**Фрагмент текста**
------
Однако перспектива эта не была достигнута Марселем Прустом.
Пруст в своих декларациях третировал реальность, но весь его роман пронизан неудержимым к ней тяготением, он буквально одержим реальностью. Пруст провозгласил мир внутренний единственно реальным («все — в сознании»), но по большей части роман представляет собой описание внешнего мира, закрепить которое за миром внутренним далеко не всегда возможно и во многих случаях вовсе не обязательно. Значительная часть романа никак не может сойти за продукт «инстинктивной памяти». Нередко речь идет о том, что рассказчик сам не видел, а потому вряд ли мог «инстинктивно» вспомнить. Пруст «искал время» и — как ему казалось — находил его в те мгновения, когда «инстинктивная память» вырывает человека из-под власти хронологии, когда она предоставляет сознанию факты одновременно настоящего и прошлого. Но ведь не кто иной, как Бальзак, сопровождал Пруста в его поисках. Закономерно поэтому, что культ Германтов сменился картиной «деградации аристократии», которую попытался отразить Пруст, по его собственным и неоднократным признаниям. В итоге своего пути Пруст обнаружил несовпадение внешней формы и внутреннего содержания жизни «высшего света». Это несовпадение питало собой те разнообразные оттенки комического, которые обогащали образную палитру художника по мере его идейной эволюции. В этой палитре преобладала ирония, то есть такое порицание, которое останавливается на полдороге, порицание, социально недостаточно уточненное. Однако расхождение между видимостью и сущностью питало собой не только комические, но и сатирические краски в образной системе романа Пруста. Правда, чаще всего Пруст ожидает от героев, что они покажут свое истинное лицо в разрастающихся монологах, в речевых характеристиках, отражающих образ мыслей и чувств «стороны Германтов». Прямые оценки для него затруднительны.
------
**Исходные данные**
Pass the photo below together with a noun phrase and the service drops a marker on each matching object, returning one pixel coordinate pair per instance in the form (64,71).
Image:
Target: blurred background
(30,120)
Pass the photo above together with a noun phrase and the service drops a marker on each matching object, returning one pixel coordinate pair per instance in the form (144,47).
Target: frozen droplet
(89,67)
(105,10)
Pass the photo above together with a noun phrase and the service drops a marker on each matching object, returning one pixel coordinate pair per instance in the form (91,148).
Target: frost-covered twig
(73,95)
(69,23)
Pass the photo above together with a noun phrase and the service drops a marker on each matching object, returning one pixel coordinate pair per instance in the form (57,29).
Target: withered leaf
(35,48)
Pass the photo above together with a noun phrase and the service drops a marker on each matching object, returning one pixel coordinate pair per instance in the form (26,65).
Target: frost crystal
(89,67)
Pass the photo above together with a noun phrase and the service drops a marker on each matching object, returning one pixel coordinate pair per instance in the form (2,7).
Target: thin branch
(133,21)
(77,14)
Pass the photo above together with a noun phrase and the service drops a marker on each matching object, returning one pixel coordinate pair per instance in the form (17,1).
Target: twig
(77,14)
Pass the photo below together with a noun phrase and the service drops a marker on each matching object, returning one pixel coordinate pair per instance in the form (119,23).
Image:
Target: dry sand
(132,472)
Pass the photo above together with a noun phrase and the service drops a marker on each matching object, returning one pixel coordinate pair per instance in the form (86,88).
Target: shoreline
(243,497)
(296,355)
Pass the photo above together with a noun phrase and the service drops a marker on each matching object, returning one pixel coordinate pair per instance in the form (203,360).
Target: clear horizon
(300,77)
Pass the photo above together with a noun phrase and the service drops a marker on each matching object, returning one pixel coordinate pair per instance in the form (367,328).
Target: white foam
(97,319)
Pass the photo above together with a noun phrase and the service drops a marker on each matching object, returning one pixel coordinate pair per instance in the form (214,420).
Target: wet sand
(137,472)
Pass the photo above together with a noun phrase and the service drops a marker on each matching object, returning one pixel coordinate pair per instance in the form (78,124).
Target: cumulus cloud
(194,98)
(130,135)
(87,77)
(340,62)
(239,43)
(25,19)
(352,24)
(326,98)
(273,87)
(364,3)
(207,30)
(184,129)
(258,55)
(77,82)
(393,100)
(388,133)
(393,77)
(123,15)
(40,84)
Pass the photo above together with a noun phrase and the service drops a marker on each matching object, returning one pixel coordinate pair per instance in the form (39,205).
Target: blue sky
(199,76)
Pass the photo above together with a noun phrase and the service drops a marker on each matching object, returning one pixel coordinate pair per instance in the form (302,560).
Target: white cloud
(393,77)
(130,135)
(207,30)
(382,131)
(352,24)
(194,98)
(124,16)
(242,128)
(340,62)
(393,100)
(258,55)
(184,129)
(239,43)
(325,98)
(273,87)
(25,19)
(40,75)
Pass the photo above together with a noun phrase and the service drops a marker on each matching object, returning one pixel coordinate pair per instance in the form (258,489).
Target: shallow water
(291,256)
------
**Задания**
1/ Что, согласно фрагменту о романе Пруста, преобладало в образной палитре художника?
2/ Продолжите фрагмент о романе Пруста после его последнего предложения.

**Ответы**
1/ Ирония.

2/
Но так или иначе, все оттенки комического в романе Пруста свидетельствуют об увеличивающейся между рассказчиком и объектом повествования дистанции, о возникающем отчуждении, о критическом отношении. Все они теснят то впечатление, которое пытался вызвать Пруст, — впечатление, будто бы «все окружено душой», то есть реальный мир закрыт субъективными ощущениями, запирающими художника в темнице его души так, как сам Пруст был заперт болезнью в четырех непроницаемых, обитых пробкой стенах. И все они просто-напросто несовместимы с такой дорогой для Пруста идеей «инстинктивной памяти». Иронические, а тем паче сатирические интонации вряд ли рождаются на уровне подсознания и инстинктивной реакции на действительность — они формируются на уровне социально определенного к ней отношения, в традиции Бальзака.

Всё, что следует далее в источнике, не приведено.